**Set problem**
Copy the rows from the line containing "Please pick out the parking" through the end of the rows, both ends included, renaming "parking area" to "parking lot" and leaving everything else unchanged.

(Point-based annotation data)
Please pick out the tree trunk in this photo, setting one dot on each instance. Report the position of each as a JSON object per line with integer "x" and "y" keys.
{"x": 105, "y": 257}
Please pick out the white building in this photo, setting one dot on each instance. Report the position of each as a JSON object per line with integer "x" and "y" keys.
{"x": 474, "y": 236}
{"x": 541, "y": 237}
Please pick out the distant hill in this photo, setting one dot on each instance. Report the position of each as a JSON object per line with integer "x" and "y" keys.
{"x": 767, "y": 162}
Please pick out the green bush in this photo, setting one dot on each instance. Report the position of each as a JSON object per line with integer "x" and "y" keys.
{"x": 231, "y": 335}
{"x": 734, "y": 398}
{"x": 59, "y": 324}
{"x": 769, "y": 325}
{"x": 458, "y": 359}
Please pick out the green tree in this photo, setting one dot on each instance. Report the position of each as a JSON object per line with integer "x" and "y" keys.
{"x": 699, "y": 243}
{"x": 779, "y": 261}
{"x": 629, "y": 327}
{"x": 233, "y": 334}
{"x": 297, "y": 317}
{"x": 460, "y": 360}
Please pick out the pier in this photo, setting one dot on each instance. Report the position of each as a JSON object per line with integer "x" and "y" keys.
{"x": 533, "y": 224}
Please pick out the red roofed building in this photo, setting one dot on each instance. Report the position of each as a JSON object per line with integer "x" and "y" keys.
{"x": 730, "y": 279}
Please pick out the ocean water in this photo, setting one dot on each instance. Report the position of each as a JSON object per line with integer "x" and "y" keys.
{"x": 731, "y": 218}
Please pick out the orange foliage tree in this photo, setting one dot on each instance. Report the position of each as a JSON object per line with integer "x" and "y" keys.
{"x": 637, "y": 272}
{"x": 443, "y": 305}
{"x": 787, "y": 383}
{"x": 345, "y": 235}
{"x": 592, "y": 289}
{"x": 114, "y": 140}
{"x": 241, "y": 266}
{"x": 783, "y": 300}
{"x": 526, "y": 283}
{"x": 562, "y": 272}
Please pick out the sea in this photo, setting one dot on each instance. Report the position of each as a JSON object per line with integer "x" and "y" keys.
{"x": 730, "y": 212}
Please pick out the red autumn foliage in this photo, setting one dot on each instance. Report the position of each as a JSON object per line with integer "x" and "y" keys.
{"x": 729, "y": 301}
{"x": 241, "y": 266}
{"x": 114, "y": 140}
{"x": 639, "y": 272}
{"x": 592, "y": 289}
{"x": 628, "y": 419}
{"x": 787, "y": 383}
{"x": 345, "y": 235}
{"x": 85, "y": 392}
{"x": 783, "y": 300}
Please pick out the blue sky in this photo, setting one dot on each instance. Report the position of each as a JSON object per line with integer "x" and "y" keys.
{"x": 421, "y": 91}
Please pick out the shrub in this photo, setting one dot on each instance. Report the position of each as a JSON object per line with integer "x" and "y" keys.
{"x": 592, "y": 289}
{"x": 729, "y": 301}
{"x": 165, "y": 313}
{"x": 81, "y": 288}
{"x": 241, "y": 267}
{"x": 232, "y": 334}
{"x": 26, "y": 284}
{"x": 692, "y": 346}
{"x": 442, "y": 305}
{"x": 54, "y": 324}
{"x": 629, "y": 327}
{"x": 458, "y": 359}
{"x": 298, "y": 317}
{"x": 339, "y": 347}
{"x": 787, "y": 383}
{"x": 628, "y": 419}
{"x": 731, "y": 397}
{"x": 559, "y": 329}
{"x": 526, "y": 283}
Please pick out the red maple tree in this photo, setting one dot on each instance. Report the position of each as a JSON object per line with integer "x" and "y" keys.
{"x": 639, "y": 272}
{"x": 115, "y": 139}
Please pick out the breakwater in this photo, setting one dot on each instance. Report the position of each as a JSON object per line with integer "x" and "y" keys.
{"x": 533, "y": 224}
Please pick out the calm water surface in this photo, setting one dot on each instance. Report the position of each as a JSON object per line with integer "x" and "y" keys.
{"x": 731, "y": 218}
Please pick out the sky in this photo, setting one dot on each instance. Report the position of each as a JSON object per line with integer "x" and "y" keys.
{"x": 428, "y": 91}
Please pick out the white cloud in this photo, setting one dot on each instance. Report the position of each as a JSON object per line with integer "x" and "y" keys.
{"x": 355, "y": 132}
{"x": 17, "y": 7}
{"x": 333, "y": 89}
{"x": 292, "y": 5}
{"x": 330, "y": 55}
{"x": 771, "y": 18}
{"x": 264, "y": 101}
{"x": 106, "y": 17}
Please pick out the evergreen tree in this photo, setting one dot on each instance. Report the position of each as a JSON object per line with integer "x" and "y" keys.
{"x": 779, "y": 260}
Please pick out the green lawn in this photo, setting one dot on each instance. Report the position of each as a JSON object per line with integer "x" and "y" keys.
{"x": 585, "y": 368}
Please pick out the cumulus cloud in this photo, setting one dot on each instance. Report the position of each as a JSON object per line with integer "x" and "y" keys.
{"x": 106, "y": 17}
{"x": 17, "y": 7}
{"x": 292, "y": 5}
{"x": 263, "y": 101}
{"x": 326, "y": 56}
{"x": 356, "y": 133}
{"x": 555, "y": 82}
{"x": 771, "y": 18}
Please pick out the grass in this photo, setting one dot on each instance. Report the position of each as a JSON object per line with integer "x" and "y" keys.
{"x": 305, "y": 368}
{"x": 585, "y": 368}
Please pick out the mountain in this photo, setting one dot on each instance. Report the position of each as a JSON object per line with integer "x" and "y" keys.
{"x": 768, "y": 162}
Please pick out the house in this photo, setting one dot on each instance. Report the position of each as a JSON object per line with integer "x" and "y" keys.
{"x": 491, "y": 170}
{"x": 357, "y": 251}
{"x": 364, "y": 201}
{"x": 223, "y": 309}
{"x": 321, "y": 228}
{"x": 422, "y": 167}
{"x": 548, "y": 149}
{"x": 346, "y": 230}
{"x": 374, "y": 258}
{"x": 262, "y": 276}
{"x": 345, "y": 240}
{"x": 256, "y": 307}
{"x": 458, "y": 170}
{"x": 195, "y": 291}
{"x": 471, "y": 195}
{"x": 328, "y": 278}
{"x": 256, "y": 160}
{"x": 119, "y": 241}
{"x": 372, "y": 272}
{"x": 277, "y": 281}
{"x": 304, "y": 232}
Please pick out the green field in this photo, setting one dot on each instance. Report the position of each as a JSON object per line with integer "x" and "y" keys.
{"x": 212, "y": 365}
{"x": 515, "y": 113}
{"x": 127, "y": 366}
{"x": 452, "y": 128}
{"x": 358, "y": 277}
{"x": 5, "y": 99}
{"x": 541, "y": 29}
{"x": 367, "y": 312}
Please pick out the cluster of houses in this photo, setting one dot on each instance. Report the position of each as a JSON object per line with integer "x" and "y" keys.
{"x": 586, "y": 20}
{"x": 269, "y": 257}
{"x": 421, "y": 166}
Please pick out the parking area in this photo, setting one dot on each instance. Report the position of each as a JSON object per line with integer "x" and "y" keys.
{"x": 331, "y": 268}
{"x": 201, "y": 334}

**Answer**
Please pick out the parking lot in this photo, setting one dot on each instance. Report the position of each as a JSON object per line with integer "x" and "y" keys.
{"x": 331, "y": 268}
{"x": 201, "y": 334}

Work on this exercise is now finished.